Stated exercise:
Return the following lines word for word, all of them, with no changes.

Extracted data:
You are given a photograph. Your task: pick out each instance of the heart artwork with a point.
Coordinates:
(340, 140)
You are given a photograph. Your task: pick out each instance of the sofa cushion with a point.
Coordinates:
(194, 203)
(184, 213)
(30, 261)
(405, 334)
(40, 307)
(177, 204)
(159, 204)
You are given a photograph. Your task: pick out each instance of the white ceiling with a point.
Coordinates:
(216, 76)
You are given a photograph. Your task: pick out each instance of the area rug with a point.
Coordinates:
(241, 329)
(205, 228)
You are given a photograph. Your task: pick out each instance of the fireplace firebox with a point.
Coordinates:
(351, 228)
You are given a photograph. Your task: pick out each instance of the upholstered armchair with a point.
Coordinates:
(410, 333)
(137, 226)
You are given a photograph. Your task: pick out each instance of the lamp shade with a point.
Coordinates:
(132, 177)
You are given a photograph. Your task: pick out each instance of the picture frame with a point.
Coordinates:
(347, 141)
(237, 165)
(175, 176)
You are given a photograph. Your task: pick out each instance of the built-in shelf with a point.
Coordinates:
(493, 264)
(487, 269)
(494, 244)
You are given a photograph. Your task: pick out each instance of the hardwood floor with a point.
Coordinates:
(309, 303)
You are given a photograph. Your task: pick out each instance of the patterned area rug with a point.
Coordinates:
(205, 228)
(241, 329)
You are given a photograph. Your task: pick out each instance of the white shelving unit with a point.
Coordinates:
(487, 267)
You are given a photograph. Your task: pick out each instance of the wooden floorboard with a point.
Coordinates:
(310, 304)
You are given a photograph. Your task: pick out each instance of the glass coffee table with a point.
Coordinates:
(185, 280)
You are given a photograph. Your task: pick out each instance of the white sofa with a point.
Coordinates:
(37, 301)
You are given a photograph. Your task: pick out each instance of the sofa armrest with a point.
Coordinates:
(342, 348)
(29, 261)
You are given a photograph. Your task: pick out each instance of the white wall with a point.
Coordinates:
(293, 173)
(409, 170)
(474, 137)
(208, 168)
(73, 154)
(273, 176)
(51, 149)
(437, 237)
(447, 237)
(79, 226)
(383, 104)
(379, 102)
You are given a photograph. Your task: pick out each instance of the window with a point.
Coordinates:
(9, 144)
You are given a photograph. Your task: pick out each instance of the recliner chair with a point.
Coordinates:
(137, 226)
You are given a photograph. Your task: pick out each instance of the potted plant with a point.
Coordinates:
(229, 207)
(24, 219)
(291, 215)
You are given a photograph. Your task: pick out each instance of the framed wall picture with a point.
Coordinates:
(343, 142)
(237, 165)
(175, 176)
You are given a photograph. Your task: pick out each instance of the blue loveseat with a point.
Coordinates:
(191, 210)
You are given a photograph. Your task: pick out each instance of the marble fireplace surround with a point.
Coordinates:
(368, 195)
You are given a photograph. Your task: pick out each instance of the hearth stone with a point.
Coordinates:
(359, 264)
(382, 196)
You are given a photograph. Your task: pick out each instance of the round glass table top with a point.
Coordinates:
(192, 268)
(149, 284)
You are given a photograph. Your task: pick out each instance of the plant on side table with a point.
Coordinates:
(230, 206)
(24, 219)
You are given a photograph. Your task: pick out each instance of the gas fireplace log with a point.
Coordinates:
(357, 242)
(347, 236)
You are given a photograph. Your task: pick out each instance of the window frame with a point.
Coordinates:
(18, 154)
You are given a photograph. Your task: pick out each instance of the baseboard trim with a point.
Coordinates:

Result of this exercise:
You are given a photograph. Your task: pick out each instance of the heart artwork with a point.
Coordinates:
(340, 140)
You are given a photograph. Your task: pick out each instance of the sofa cushion with a point.
Coordinates:
(194, 203)
(184, 213)
(30, 261)
(405, 334)
(40, 307)
(177, 204)
(159, 204)
You are given a photograph. Your task: pick out each instance of the white ceiling with a point.
Coordinates:
(216, 76)
You are given a photograph. Your task: pick out each instance of the area rug with a point.
Coordinates:
(241, 329)
(205, 228)
You are given a photograph. Your task: pick out each instance of the fireplace firebox with a point.
Coordinates:
(351, 228)
You are given a photograph. Your task: pick out each instance of the upholstered armchair with a point.
Coordinates:
(410, 333)
(137, 226)
You are given a photograph. Your task: pick out each instance of the lamp shade with a point.
Coordinates:
(132, 177)
You are given a photograph. Your task: pick out each instance of the picture frame with a point.
Coordinates:
(347, 141)
(237, 165)
(175, 176)
You are given a photograph. Your task: pick out each instance of the built-in shelf with a point.
Coordinates:
(493, 264)
(487, 269)
(494, 244)
You are given a photograph. Your task: pick out each instance of the hardwood floor with a point.
Coordinates:
(309, 303)
You are given a photograph. Your task: pick out each instance of the patterned area rug with a point.
Coordinates:
(205, 228)
(241, 329)
You are given a photograph. Your task: pick out each instance of the white shelving unit with a point.
Coordinates:
(487, 267)
You are given a photograph. Your task: pick out each instance of the wooden floorboard with a point.
Coordinates:
(310, 304)
You are given a photograph. Your task: pick out each instance of the glass coffee table with a point.
Coordinates:
(185, 280)
You are given a photograph. Your task: pick out each instance of the white sofa with a point.
Coordinates:
(37, 301)
You are given a photograph. Your task: pick out each instance of the sofa armrest with a point.
Coordinates:
(342, 348)
(29, 261)
You are given a photograph. Your task: pick out each instance of the white wall with a point.
Coordinates:
(293, 173)
(409, 170)
(474, 137)
(208, 168)
(73, 154)
(273, 176)
(51, 149)
(437, 237)
(447, 237)
(79, 226)
(383, 104)
(379, 102)
You are given a photograph. Your task: pick out each instance of the window with a point.
Coordinates:
(9, 144)
You are given a photograph. Your task: pick out each instance of the recliner chair with a point.
Coordinates:
(137, 226)
You are given a photograph. Your task: pick out each instance of the potted plant with a point.
Coordinates:
(229, 207)
(24, 219)
(291, 215)
You are given a photograph. Your task: pick out each instance of the framed wall picture with a point.
Coordinates:
(343, 142)
(237, 165)
(175, 176)
You are given a photograph. Your task: pick out each instance of the blue loveseat with a point.
Coordinates:
(191, 210)
You are given a photograph. Your task: pick out each instance of the marble fireplace surround with a point.
Coordinates:
(368, 195)
You are given a photograph. Your task: pick out each instance of the hearth stone with a point.
Coordinates:
(359, 264)
(382, 196)
You are given a photograph. Your task: pick out each instance of the round glass table top with a point.
Coordinates:
(192, 268)
(149, 284)
You are given a photograph. Your task: pick out each instance of the plant on side table with a point.
Coordinates:
(230, 206)
(24, 219)
You are given a photograph. Your task: pick out each instance of the gas fireplace log with a point.
Coordinates:
(357, 242)
(347, 236)
You are given a photograph. Your task: pick out each instance of the window frame with a point.
Coordinates:
(18, 154)
You are given a photograph. Your task: pick out each instance of the baseboard trim with a point.
Coordinates:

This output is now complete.